▶ [Exercise aim]
Can you quote, word for word, the lines starting with the one containing "task: trace the outline of every instance of the striped mitten" and running through the last line?

▶ [Data in this exercise]
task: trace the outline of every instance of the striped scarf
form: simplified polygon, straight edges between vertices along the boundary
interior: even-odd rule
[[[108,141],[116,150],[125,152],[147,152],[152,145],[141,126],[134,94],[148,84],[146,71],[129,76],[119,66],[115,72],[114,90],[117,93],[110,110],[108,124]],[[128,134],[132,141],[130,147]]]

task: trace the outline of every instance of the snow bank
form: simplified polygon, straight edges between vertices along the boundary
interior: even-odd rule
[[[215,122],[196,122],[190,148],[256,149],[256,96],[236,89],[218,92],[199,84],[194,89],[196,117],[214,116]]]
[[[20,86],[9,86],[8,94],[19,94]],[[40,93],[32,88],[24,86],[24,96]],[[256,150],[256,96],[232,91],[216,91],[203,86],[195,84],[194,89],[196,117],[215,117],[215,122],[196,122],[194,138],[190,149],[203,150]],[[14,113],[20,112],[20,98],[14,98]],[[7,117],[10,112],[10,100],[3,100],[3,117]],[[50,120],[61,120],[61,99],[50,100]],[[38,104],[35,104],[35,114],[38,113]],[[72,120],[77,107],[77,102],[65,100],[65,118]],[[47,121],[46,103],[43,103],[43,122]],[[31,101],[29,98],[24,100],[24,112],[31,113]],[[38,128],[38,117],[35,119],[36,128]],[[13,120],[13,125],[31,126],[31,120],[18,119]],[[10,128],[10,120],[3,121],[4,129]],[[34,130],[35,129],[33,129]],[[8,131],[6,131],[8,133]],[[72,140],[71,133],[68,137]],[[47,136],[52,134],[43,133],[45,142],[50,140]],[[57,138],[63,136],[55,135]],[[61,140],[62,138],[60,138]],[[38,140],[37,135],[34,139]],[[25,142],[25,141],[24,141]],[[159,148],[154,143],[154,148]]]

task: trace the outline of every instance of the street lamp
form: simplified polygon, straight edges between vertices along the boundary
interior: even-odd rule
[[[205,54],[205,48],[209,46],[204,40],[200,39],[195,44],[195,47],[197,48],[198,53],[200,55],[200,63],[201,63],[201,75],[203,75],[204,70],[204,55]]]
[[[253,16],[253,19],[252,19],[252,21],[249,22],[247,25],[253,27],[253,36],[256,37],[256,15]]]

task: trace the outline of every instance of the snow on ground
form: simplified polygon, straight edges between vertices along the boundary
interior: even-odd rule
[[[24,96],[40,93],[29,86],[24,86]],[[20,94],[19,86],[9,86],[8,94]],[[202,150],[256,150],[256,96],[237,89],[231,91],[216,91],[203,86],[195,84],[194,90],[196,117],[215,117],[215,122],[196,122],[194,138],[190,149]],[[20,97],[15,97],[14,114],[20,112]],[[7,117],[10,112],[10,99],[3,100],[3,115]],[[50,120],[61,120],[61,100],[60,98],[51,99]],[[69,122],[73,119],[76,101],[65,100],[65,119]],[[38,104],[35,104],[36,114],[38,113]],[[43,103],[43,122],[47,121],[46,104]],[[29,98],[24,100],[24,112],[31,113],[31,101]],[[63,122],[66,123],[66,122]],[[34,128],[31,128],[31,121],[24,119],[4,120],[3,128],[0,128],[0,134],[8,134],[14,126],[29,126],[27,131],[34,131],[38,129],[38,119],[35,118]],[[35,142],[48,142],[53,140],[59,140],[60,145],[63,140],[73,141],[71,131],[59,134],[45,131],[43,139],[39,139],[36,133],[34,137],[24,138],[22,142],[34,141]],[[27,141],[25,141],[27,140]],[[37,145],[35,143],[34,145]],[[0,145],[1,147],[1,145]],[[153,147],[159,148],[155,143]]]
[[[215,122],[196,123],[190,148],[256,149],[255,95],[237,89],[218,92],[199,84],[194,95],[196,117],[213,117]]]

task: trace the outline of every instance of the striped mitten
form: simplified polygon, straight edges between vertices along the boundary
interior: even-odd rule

▶ [Task output]
task: trace the outline of every instance of the striped mitten
form: simplified polygon, straight edges between vertices along the boundary
interior: even-odd rule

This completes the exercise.